SELECTED TEXT =
★ ★ ★

Motor City People At Work image
Parent Issue
Day
10
Month
September
Year
1976
OCR Text

“I’m glad to be here at this time,” says Detroit poet James W. Thompson. “I can see a tremendous renaissance, a renaissance that has nothing to do with the Renaissance Center. Although it is physical, too, this rebirth is basically spiritual and intellectual. 

 

“It is symbolic that 12th Street has changed to Rosa Parks Boulevard. It is symbolic that Tommy Butler is back here with his musical Selma, which is revival of the memory and moral spirt of Martin Luther King and of Aframerican traditions, such as our music and our patterns of behavior. I plan to be part of this change happening in Detroit.” 

 

Thompson has a lot to offer the Motor City. One of America’s most powerful living black poets and cultural activists, he teaches what he calls Aframerican poetry (“Aframerican is a term coined by T. Thomas Fortune, a 19th century newspaper publisher), was poet-in-resident at Antioch College, artistic consultant to the Harlem Cultural Council, a participant in the Black Arts Festival at Dartmouth College, and a dancer with the Clifford Fears Dance Company in Stockholm, Sweden. A native Detroiter, he returned to the Motor City 3 years ago.

★ ★ ★

DATASET =
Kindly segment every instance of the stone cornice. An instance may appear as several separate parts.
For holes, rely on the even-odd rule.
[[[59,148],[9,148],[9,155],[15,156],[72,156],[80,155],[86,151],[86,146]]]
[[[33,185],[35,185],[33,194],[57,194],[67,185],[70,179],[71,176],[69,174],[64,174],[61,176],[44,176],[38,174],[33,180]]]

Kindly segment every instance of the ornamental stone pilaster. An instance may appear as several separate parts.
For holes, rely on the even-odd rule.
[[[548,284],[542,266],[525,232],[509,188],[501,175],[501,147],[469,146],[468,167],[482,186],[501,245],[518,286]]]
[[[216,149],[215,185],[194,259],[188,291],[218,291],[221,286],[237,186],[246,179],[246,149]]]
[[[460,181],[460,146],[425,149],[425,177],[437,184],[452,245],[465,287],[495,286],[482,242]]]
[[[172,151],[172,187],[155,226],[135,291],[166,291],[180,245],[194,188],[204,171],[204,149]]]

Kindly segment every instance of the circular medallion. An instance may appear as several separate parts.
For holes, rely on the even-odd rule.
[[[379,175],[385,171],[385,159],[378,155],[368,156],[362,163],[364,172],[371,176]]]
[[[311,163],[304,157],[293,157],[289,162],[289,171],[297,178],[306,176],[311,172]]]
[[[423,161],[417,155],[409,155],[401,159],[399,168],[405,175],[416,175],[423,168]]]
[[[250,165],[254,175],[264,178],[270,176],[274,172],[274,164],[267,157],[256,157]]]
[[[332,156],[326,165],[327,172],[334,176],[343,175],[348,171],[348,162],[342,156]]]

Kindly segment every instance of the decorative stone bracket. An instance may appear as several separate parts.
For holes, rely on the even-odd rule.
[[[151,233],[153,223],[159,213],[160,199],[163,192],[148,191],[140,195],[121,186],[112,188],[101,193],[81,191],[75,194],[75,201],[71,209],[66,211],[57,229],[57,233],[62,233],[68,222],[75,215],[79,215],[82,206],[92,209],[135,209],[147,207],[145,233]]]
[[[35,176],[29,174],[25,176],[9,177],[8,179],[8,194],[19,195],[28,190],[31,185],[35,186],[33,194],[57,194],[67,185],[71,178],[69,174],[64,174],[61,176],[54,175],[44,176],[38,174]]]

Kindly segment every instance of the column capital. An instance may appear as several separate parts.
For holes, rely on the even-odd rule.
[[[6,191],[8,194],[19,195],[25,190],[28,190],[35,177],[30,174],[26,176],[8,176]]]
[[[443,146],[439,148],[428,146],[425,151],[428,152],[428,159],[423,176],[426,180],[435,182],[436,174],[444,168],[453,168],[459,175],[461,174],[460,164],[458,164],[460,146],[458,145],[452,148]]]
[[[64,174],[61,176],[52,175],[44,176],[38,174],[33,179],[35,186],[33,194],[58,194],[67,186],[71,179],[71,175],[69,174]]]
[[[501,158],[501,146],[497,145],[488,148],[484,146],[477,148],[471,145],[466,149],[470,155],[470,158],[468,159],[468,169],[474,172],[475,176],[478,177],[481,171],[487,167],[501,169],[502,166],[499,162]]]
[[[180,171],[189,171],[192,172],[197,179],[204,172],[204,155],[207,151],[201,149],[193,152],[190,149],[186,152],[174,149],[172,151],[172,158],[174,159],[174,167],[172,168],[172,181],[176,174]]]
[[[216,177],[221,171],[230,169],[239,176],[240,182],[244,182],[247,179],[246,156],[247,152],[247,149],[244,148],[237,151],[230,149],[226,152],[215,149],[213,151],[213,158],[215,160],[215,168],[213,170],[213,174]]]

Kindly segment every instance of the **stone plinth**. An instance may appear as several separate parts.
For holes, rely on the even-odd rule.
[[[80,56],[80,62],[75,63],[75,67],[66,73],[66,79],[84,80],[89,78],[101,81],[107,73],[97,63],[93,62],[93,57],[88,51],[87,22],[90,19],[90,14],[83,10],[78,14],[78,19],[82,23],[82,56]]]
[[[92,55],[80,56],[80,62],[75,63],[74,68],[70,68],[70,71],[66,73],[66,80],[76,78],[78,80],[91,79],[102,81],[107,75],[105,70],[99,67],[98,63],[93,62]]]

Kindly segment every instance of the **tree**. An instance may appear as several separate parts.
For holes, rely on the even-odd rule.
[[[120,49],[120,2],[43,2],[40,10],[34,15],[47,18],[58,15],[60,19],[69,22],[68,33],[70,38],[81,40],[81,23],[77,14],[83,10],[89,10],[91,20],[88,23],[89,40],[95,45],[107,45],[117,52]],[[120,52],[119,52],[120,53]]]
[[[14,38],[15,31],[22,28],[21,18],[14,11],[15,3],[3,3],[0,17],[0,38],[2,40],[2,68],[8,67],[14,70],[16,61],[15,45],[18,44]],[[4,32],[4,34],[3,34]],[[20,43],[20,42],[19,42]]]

★ ★ ★

TASKS =
1. According to the profile of Detroit poet James W. Thompson, which street has been renamed Rosa Parks Boulevard?
2. Extend the profile of Detroit poet James W. Thompson, starting right after its last sentence.

EXERCISE RESPONSES =
1. 12th Street

2.
 

Thompson is author of First Fire, a book of poems published by Paul Breman Ltd., of London England. His poetry has appeared in the Presence, Africane, Antioch Review, Transatlantic Review, Black World, Essence, and is included in numerous anthologies, including Sixes and Sevens, Beyond the Blues, Black Spirits, and We Speak as Liberators. He is presently working on his third book, Where the Blues Were, TIme is a Body, and his fourth book, which is about Detroit.

 

Thompson sees his role as that of a modern “griot”--reviving and restoring the essentials of Aframerican culture. Griots were musician-entertainers in certain African societies who went from village to village singing songs and reciting stories (myths). They served as the guardians and the transmitters of communal history. In other words, they preserved and communicated the information which was basic to the lives of the people they came into contact with.

 

They were teachers as well as communicators, and James has kept that function alive as well. “I’ve decided the best way to reintroduce myself to this city on a basic level is through the schools,” he told The Sun. “Under the sponsorship of the Michigan Council for the Arts, I’ve worked in elementary, junior, and senior high schools introducing students to Aframerican poetry.” We couldn’t recommend a better way to start.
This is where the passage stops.